Exercise directions. From the article below on the 427 small block Chevy build, list every engine displacement in inches that it mentions.

Text.
BEGIN
Project Ultimate Stroker: Squeezing 427 Inches into a Small Block Chevy

If you have been keeping up with the Horsepower Monster’s 427 Small Block Buildup, we’ve wrapped up the final video in the series with a dyno session–you can find it above. But if you are new to the build, we recommend staring from the beginning–all the videos in the series are posted below.

Part One

These days it’s getting pretty hard to do anything new with the classic small block Chevrolet engine. Heck, even big inch strokers have been done before.

But we promise, this is different. Before, getting over 400 inches into a small block meant weeks of tedious grinding and prefitting along with expensive custom components. The process was so time consuming and expensive it made building a Chevy bigger than the classic 383 inches more trouble than it was worth. But now, with intelligent component selection from the right manufacturers, you can build a 427 with all off-the-shelf components. And we’re going to show you how.
END
Information provided.
BEGIN
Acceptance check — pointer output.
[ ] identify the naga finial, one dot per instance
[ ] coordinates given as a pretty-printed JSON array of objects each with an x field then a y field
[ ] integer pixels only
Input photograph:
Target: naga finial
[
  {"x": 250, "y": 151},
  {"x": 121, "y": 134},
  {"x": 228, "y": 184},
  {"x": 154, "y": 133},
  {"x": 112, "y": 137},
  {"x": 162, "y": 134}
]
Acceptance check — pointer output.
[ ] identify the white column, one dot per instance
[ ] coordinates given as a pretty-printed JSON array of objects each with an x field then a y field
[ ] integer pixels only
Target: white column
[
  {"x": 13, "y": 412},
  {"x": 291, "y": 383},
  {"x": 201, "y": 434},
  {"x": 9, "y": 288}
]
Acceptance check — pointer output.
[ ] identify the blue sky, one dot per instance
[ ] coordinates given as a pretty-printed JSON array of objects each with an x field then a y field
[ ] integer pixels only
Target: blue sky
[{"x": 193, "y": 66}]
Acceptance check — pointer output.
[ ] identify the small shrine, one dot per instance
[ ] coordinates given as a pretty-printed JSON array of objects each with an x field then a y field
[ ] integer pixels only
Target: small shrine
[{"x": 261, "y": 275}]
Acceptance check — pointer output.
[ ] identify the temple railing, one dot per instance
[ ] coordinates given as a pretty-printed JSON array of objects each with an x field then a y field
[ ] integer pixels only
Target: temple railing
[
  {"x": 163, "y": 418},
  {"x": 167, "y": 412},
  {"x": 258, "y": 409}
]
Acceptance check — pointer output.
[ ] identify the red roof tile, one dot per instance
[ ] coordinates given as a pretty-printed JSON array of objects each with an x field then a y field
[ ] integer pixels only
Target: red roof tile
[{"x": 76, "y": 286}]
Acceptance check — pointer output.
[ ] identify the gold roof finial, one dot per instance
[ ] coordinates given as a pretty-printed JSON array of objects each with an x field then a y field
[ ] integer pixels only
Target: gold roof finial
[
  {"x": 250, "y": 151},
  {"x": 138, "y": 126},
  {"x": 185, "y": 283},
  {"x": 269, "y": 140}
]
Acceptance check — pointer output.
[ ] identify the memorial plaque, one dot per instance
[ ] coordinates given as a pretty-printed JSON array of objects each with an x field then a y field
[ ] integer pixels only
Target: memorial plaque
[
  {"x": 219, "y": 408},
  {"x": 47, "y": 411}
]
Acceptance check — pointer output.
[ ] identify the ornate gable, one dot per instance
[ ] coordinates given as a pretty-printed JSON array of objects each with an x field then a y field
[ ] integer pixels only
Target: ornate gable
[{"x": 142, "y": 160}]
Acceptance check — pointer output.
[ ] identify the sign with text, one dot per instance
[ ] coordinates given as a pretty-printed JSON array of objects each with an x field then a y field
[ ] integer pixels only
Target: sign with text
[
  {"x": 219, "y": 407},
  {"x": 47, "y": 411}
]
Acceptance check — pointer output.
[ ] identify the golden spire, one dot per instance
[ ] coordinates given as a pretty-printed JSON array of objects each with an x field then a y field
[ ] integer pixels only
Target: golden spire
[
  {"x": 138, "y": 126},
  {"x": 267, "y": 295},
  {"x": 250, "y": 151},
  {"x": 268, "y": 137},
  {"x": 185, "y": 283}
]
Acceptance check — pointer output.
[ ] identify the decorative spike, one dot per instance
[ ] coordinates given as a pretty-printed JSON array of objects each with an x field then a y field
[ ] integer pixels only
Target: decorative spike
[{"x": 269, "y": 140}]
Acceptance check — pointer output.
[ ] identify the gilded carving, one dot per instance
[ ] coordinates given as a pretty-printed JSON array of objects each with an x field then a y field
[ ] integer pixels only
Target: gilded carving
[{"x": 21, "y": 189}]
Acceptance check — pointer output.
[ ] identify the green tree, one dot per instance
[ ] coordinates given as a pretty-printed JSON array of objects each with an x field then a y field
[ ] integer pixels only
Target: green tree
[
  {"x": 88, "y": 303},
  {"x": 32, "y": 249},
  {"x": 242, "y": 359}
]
END
Task answer. 427 inches, over 400 inches, and 383 inches.